→ **Supplied passage**:
--- BEGIN ---
Bug #369 USE_MB should not be used when escape/unescape string
Submitted: 5 May 2003 2:31 Modified: 29 May 2003 2:40
Reporter: xuefer tinys Email Updates:
Status: Won't fix Impact on me:
None 
Category:MySQL Server Severity:S1 (Critical)
Version:mysql4.0.12 OS:not realative
Assigned to: Alexander Barkov CPU Architecture:Any

[5 May 2003 2:31] xuefer tinys
Description:
notice that USE_MB(it exists in older version, all mysql 4.x) 
it use connection CHARSET to escape string differently 
but it is said mysql-4.1 can have different charset on column,table,database 
how can the client know which table it's querying on and escape properly?

i guess this is why it failed to insert BLOB data to GBK mysql servers. 
php addslashes()/stripslashes() don't care about charset, and works ok on all strings!
so why the mysql do care charset when escaping string?

so do anyone use multibyte mysql server? 
do mysql developers tested insert blob data under GBK mysql server? 

quoted from mysql-4.1/libmysql/libmysql.c 
============= 
static ulong 
mysql_sub_escape_string(CHARSET_INFO *charset_info, char *to, 
const char *from, ulong length) 
{ 
const char *to_start=to; 
const char *end; 
#ifdef USE_MB 
my_bool use_mb_flag=use_mb(charset_info); 
#endif 
for (end=from+length; from != end ; from++) 
{ 
#ifdef USE_MB 
   int l; 
   if (use_mb_flag && (l = my_ismbchar(charset_info, from, end))) 
   { 
     while (l--) 
  *to++ = *from++; 
     from--; 
     continue; 
   } 
#endif 
============= 
quoted from mysql-4.1/sql/sql_parse.cc
============= 
static void remove_escape(char *name)
{
  if (!*name)					// For empty DB names
    return;
  char *to;
#ifdef USE_MB
  char *strend=name+(uint) strlen(name);
#endif
  for (to=name; *name ; name++)
  {
#ifdef USE_MB
    int l;
/*    if ((l = ismbchar(name, name+MBMAXLEN))) { Wei He: I think it's wrong */
    if (use_mb(system_charset_info) &&
        (l = my_ismbchar(system_charset_info, name, strend)))
    {
	while (l--)
	    *to++ = *name++;
	name--;
	continue;
    }
#endif
    if (*name == '\\' && name[1])
      name++;					// Skip '\\'
    *to++= *name;
  }
  *to=0;
}
============= 

How to repeat:
<?php
$user = "";
$pass = "";
error_reporting(E_ALL);
$conn = mysql_connect('localhost', $user, $pass) or die('cant connect');

test(chr(200), $conn);
test(chr(200) . '"', $conn);
test(chr(200) . "'", $conn);
// chr(200) just to hit my_ismbhead() \' is 2nd char of GBK
// for any other charset, use other char to test instead
test(chr(200) . "\\'", $conn);

function test($str, &$conn)
{
    echo "<br>========<br>";
    dump_str('string', $str);
    $q_str = mysql_escape_string($str); // you may also try mysql_real_escape_string() (php cvs only)
    dump_str('escaped', $q_str);
    $res = mysql_query("SELECT '$q_str'"); // such a simple query will be failed?! inacceptable!
--- END ---
→ **Short problem**: In the MySQL bug report above, what status is the bug given?

→ **Data**:
--- BEGIN ---
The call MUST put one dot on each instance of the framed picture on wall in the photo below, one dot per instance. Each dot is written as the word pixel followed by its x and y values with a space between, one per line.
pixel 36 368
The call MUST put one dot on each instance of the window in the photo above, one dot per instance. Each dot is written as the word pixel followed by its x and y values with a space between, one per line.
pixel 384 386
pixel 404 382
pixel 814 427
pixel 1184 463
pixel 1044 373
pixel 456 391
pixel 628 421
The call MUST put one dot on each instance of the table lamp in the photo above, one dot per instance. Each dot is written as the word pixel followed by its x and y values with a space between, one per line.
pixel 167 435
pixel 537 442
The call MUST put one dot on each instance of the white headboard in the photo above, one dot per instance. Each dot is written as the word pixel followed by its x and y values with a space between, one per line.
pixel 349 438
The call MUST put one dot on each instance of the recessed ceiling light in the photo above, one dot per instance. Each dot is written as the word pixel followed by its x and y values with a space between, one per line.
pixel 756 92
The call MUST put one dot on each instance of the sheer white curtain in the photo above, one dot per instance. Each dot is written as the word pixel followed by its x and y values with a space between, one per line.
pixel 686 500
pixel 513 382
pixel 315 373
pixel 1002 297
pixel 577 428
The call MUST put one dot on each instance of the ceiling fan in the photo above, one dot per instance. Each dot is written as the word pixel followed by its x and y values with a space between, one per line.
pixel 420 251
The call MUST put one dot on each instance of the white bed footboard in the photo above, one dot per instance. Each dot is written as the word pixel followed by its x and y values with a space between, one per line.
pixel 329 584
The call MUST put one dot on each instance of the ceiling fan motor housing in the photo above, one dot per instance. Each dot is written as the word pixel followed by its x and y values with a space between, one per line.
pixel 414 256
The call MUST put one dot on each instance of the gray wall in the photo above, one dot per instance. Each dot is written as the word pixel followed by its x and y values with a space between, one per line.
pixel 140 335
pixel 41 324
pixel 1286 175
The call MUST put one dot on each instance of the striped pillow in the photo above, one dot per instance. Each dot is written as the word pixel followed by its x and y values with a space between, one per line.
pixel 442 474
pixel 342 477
--- END ---
→ **Task solution**: Won't fix